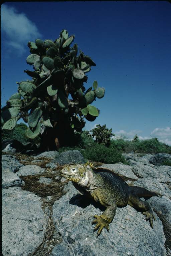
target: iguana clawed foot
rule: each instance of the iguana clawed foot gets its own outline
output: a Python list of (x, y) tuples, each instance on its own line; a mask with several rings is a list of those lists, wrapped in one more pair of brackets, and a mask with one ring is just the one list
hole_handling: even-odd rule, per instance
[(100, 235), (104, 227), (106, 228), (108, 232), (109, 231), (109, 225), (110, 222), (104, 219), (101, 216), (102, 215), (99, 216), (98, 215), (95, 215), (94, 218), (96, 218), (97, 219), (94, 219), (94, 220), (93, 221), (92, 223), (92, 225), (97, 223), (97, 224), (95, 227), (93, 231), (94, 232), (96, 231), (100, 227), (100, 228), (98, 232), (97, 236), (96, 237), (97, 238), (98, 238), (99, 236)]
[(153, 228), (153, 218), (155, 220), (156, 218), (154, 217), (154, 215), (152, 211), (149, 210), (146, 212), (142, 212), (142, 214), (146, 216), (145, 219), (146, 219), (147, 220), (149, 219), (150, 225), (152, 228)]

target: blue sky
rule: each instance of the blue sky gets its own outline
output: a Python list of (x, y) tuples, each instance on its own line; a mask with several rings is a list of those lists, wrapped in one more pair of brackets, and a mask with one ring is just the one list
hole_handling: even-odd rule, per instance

....

Short task
Rewrite every line of the listing with "even-odd rule" changed to "nonzero winding rule" and everything else left as it is, and leave the pictures out.

Exercise solution
target: iguana clawed foot
rule: each instance of the iguana clawed foot gets its own outline
output: a Python list of (x, y) tuples, each instance on its own line; a mask with several rings is a list of those lists, wrapped in one more pair of brackets, and a mask with one ring is just the one list
hole_handling: nonzero winding rule, per instance
[(100, 235), (104, 227), (106, 228), (108, 232), (109, 231), (109, 225), (110, 222), (104, 219), (101, 216), (102, 215), (99, 216), (98, 215), (95, 215), (94, 218), (96, 218), (97, 219), (94, 219), (94, 220), (93, 221), (92, 223), (92, 225), (97, 223), (97, 224), (95, 227), (93, 231), (94, 232), (96, 231), (100, 227), (100, 228), (98, 232), (97, 236), (96, 237), (97, 238), (98, 238), (99, 236)]
[(153, 228), (153, 218), (155, 220), (156, 218), (154, 217), (154, 215), (152, 211), (149, 210), (146, 212), (142, 212), (142, 214), (146, 216), (145, 219), (146, 219), (147, 220), (149, 219), (150, 225), (152, 228)]

target: blue sky
rule: each instance of the blue sky gets its own outline
output: a Python list of (x, y) tuples, each instance on its own line; a mask with several rings is a list of those lists, wrapped in one more pair of brackets, and a mask with one ring is just the one list
hole_handling: nonzero winding rule, per instance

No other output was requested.